▶ _Extrait à lire_:
Barack Obama méritera-t-il enfin son prix Nobel de la paix ?

Les présidents américain et cubain se sont entretenus pendant près d’une heure, le samedi 11 avril, en marge du sommet des Amériques qui se tenait à Panama. C’était la première rencontre au sommet entre les Etats-Unis et Cuba depuis la révolution castriste de 1959, un pas de plus vers la normalisation des relations entre les deux pays. Avec l’accord sur le nucléaire iranien, conclu à Lausanne le 2 avril, Barack Obama considère que sa politique de la main tendue, inaugurée dès 2009, commence à porter des fruits. Une justification rétroactive de son prix Nobel de la paix ?

▶ _Extraits de données_:

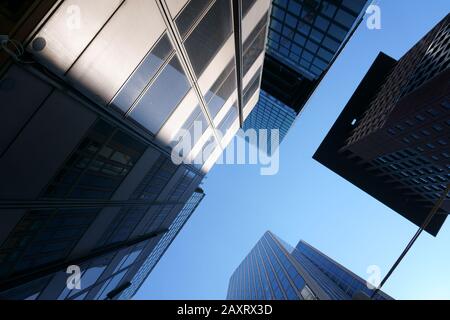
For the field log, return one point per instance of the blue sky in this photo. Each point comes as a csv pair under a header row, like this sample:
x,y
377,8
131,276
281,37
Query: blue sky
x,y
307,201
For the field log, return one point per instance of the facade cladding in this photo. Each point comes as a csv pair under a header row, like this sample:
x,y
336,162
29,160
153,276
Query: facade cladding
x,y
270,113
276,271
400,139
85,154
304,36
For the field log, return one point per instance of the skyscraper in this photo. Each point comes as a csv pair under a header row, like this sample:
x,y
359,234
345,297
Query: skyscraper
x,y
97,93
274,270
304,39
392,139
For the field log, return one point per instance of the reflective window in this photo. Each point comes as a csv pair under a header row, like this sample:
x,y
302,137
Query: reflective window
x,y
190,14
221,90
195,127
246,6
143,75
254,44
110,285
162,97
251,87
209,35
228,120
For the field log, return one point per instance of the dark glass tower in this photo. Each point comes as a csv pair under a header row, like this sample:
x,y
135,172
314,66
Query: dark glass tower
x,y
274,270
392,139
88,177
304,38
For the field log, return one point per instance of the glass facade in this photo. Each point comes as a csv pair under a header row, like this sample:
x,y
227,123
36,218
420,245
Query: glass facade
* * *
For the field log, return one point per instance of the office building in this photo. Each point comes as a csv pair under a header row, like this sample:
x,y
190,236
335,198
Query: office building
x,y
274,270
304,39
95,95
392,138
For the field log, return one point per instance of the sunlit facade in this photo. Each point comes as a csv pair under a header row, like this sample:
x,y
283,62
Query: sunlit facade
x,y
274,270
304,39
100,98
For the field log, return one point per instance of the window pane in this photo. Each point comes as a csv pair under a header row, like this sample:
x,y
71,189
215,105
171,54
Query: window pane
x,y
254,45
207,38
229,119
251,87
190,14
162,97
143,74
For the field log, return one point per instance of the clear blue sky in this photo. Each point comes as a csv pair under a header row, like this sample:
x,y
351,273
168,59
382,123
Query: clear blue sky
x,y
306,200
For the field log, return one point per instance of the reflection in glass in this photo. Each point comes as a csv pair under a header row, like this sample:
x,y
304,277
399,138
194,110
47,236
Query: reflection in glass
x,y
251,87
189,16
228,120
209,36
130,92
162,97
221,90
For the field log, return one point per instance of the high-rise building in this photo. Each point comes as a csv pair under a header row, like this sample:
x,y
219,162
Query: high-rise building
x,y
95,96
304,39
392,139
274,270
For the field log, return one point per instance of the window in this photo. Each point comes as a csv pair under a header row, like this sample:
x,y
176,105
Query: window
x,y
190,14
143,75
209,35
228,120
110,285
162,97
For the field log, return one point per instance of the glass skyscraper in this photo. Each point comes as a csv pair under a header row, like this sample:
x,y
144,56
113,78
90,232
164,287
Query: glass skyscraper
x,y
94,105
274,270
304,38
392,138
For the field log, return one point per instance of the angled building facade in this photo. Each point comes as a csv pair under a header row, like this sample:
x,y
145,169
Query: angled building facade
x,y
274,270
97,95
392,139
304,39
...
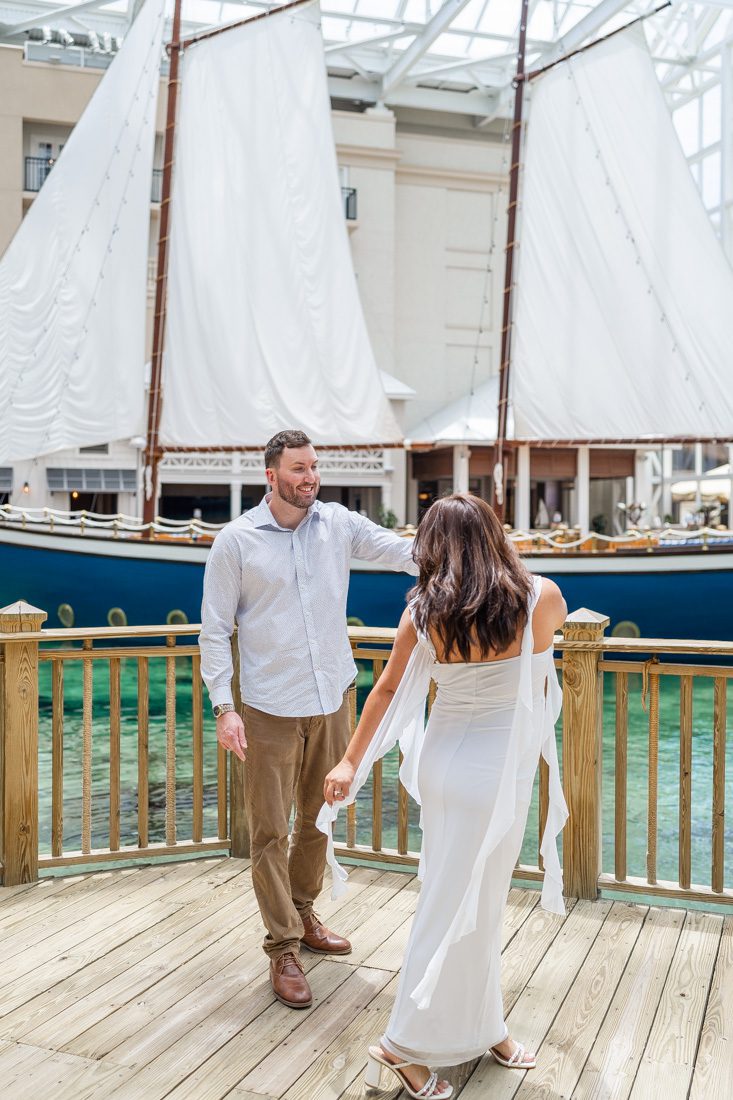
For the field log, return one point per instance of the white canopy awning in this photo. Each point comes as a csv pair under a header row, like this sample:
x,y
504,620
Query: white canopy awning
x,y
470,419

▶ _Consignes_:
1 – Dites si chacune de ces affirmations est conforme à l’extrait sur Barack Obama et Cuba, en répondant par oui ou non et en citant les mots exacts qui tranchent : (a) Les deux présidents ont parlé pendant environ une heure. (b) L’accord sur le nucléaire iranien a été conclu à Panama. (c) La politique de la main tendue a débuté en 2009.
2 – Prolongez l’extrait sur Barack Obama et Cuba en reprenant juste après sa dernière phrase.

▶ _Les réponses_:
1 –
(a) Oui : « se sont entretenus pendant près d’une heure ».
(b) Non : « conclu à Lausanne le 2 avril ».
(c) Oui : « inaugurée dès 2009 ».

2 –
La poignée de main Obama Castro
estudio revolucion

Barack Obama va-t-il enfin mériter le prix Nobel de la paix qu’il a reçu en 2009 ? A l’époque, il avait lui-même considéré cette distinction comme « prématurée ». Moins d’un an après son arrivée au pouvoir, il n’avait pas encore fait ses preuves. Le prix Nobel était un espoir plus qu’une consécration. Entretemps ses résultats laissaient plutôt à désirer. Elu sur la promesse de terminer deux guerres dans lesquelles son prédécesseur George W. Bush avait impliqué les Etats-Unis, en Afghanistan et en Irak, Barack Obama a mis huit ans pour retirer – en partie – ses troupes de Kaboul et le voici de nouveau impliqué dans un conflit multiforme au Proche-Orient, de la Mésopotamie au Yémen, contre l’Etat islamique et ses métastases, après avoir quitté l’Irak en 2011.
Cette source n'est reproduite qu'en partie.